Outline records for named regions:
* * *
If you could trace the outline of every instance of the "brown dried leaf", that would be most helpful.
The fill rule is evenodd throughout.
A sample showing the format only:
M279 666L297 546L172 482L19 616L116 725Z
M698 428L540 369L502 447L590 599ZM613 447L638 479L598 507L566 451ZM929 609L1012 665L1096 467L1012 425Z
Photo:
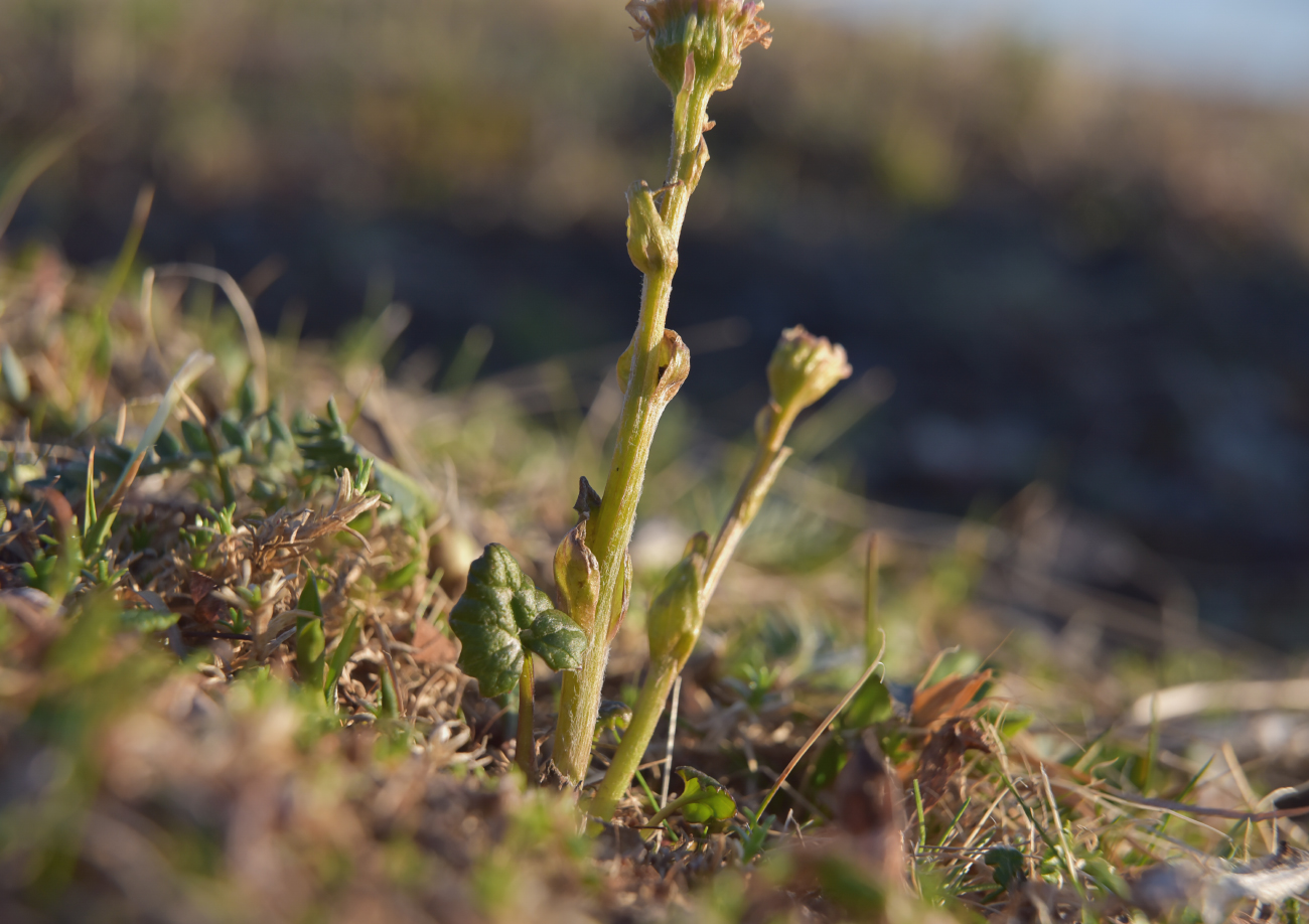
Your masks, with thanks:
M905 796L872 729L851 749L836 776L831 802L836 821L853 836L853 847L877 873L898 882L905 870Z
M910 711L912 722L919 728L939 728L948 719L965 715L973 698L982 684L991 679L991 670L979 670L967 677L952 674L940 683L914 694L914 707Z
M970 750L991 753L982 729L971 720L949 722L932 733L918 762L918 787L924 809L941 801L950 780L963 767L963 753Z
* * *
What the exercise asks: Return the entire listing above verbatim, omitting the picture.

Reply:
If you could trace the outline of every instance of the "brown dried leaf", that would be most helpful.
The fill rule is evenodd throughout.
A sample showing the format only:
M279 666L297 546L172 482L19 616L116 725Z
M698 428L540 369L502 447L590 599ZM613 447L638 479L598 507L566 451ZM929 609L1012 665L1096 467L1012 425Z
Photo:
Your masks, with thanks:
M905 796L872 729L851 749L836 776L831 802L836 821L853 836L853 847L877 873L898 882L905 870Z
M910 711L912 722L919 728L939 728L948 719L965 715L973 698L982 684L991 679L991 670L979 670L967 677L952 674L940 683L914 694L914 707Z
M970 750L991 753L982 729L971 720L949 722L932 733L918 762L918 787L924 809L941 801L950 780L963 767L963 753Z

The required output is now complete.